## Fragmento proporcionado
⟨

Fuente del artículo:
El Mundo, España http://www.elmundo.es/suplementos/magazine/2007/391/1174498260.html

HIPERREALISMO - RON “DIOS” MUECK
Si respirase no sería una obra de arte

Les sucede a todas sus obras, incluido este enorme bebé que se expondrá
desde el próximo viernes en el Centro de Arte Contemporáneo de Málaga.
El artista australiano Ron Mueck comenzó fabricando marionetas para el
cine. Su cotización: un millón por pieza.

Por Gonzalo Ugidos
FotografÍas de Anthony d’Offay

Un rajá hindú de visita en Gran Bretaña confundió un retrato de la reina Victoria con una panorámica de Londres. La soberana se sintió ofendida. No habría ocurrido tal engorro si le hubieran regalado un mueck. Más que un escultor, el australiano Ron Mueck (pronúnciese miuik) parece un espejo: refleja con tal exactitud a sus modelos que su trabajo tiene el hálito de la vida, parece que respira. Salvo cuando esculpe un cadáver. Se atrevió a copiar el de su propio padre para una obra.
La historia de ese escándalo que puso los focos sobre el artista cumple ahora 10 años. La Royal Academy de Londres presentaba bajo el título Sensation un conjunto de provocaciones que dieron carnaza a los tabloides. Se trataba, por ejemplo, de una Virgen pornográfica, el retrato de una auténtica asesina de niños, maniquíes infantiles con penes en lugar de nariz, bocas en forma de ano y otras psicopatías perpetradas por los nuevos cachorros de la figuración inglesa: los hermanos Chapman, Damian Hirst o Tracey Emin. Pero la mayor sensación estaba en la tercera planta y se ha convertido en una incontestable obra maestra. Se titulaba Dead Dad (papá muerto) y estaba firmada por Ron Mueck.
Era una escultura que imitaba el cadáver desnudo de su padre. La obra reproducía cada detalle del cuerpo con la frialdad meticulosa de un miniaturista. Todo estaba allí; los tendones, las uñas de los pies, la querencia de los pelos oscuros a cubrir las calvas, las canas, el pene incircunciso señalando las cuatro en punto. No había duda para ningún espectador: no estaba en presencia de un durmiente, era la muerte anidando en un cadáver.

⟩

## Información mostrada
⟨

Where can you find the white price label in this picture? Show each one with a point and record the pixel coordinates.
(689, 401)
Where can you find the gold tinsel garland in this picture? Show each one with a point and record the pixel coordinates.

⟩

## Acciones requeridas
a - Reescribe el pasaje del fragmento que va desde "Les sucede a" hasta "para una obra.", ambos incluidos, y cambia "rajá" por "maharajá".
b - Según el fragmento, ¿en qué lugar se expondrá el enorme bebé de Ron Mueck?
c - ¿Qué artistas nombra el fragmento como los nuevos cachorros de la figuración inglesa?

## Soluciones
a -
Les sucede a todas sus obras, incluido este enorme bebé que se expondrá
desde el próximo viernes en el Centro de Arte Contemporáneo de Málaga.
El artista australiano Ron Mueck comenzó fabricando marionetas para el
cine. Su cotización: un millón por pieza.

Por Gonzalo Ugidos
FotografÍas de Anthony d’Offay

Un maharajá hindú de visita en Gran Bretaña confundió un retrato de la reina Victoria con una panorámica de Londres. La soberana se sintió ofendida. No habría ocurrido tal engorro si le hubieran regalado un mueck. Más que un escultor, el australiano Ron Mueck (pronúnciese miuik) parece un espejo: refleja con tal exactitud a sus modelos que su trabajo tiene el hálito de la vida, parece que respira. Salvo cuando esculpe un cadáver. Se atrevió a copiar el de su propio padre para una obra.

b - En el Centro de Arte Contemporáneo de Málaga.

c -
- Los hermanos Chapman
- Damian Hirst
- Tracey Emin